*ACTIONS TO TAKE:*
1 – Using the text on cannabis and driving, explain why the authors of the Swiss pilot study suggested that higher CBD concentrations may prevent impairment.
2 – In the text on cannabis and driving, which years of heavy truck crash records did the research team survey?

*STUDY TEXT:*

Another explanation is differences in labeling requirements. States that have not legalized cannabis cannot regulate the labeling of cannabis products, while many recreational and medical states require warning labels and instructions on products.
CBD May Reduce Impairment
There are indications that increased levels of CBD in marijuana products may mitigate the impairing effects of THC. Results of a pilot study from Switzerland indicate that medical marijuana with high CBD/low THC content does not impair driving performance.
Participants were provided with either an herbal placebo or a 500 mg CBD-rich marijuana cigarette (16.6% total CBD; 0.9% total THC), then tested for reaction time, behavior under stress, and concentration performance. Test results indicated there was no significant difference between smoking CBD-rich marijuana and placebo. The researchers reported that the maximum free CBD and THC concentrations measured in capillary blood detected shortly after smoking ranged from 2.6 to 440.0 ng/ml for CBD and 6.7–102.0 ng/ml for THC. Within 45 minutes, these concentrations declined and were in a range of 1.9–135.0 ng/ml and 0.9–38.0 ng/ml, respectively.
This led the authors to state:
Although the observed levels of free THC concentrations have been reported to cause symptoms of impairment in previous studies in which THC-rich marijuana was smoked, no signs of impairment were found in the current study. This finding suggests that higher CBD concentrations cause a negative allosteric effect in the endocannabinoid system, preventing the formation of such symptoms.
Truck Driving, Cannabis & Crash Rates
The relationship of marijuana legalization to driving safety in the heavy trucking industry was the subject of a joint project conducted by the University of Arkansas, Iowa State University, and the University of Tennessee. The research team surveyed state-level records of heavy truck crash statistics from 2005 to 2019 to determine whether the legalization of marijuana affected accident rates of heavy trucks.
- Legalization does not increase average crash rates
- Heavy truck accidents are not closely related to marijuana legalization
- Legalization results in an 11% reduction in heavy truck crashes
Marijuana Legalization & Car Insurance Premiums
One of the more eye-opening pieces of research into the effects of marijuana legalization on driver safety comes from a study published by Health Economics. The study authors began with a unique premise: rather than survey drivers or compile accident reports, they undertook a comprehensive review of automobile insurance data.

*RECORDED DATA:*
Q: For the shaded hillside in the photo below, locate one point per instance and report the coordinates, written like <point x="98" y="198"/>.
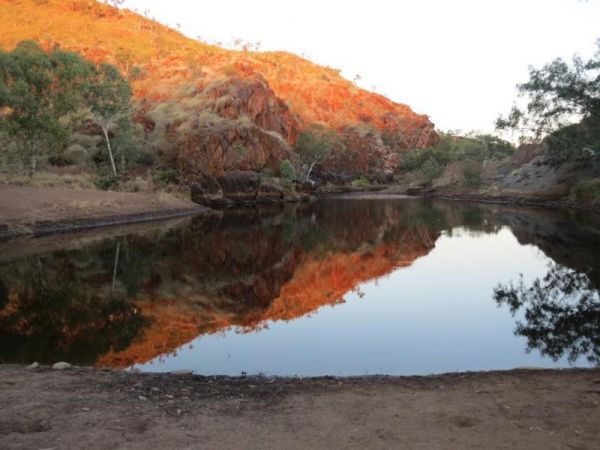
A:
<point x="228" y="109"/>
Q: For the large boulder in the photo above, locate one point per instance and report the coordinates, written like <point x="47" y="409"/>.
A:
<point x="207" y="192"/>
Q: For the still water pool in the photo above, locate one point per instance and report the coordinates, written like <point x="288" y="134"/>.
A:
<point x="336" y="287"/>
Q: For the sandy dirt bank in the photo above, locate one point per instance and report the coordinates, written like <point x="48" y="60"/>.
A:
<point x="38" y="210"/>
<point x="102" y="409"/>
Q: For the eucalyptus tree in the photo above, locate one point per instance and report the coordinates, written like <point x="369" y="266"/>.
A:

...

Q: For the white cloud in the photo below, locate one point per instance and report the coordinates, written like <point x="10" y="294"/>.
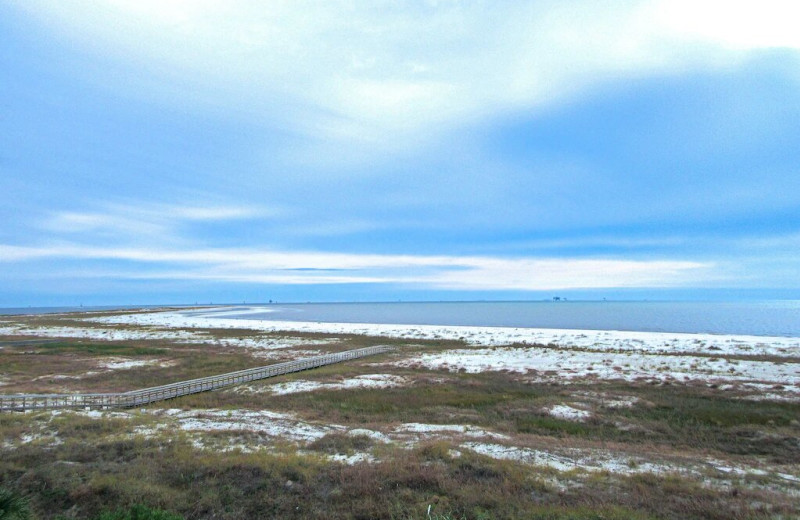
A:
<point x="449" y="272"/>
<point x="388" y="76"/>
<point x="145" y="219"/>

*OUTPUTS IN ORDER:*
1 – The free THC concentrations they measured had caused symptoms of impairment in earlier studies in which THC-rich marijuana was smoked, yet their study found no signs of impairment. They took this to suggest that higher CBD concentrations cause a negative allosteric effect in the endocannabinoid system, which prevents such symptoms from forming.

2 – They surveyed state-level records from 2005 to 2019.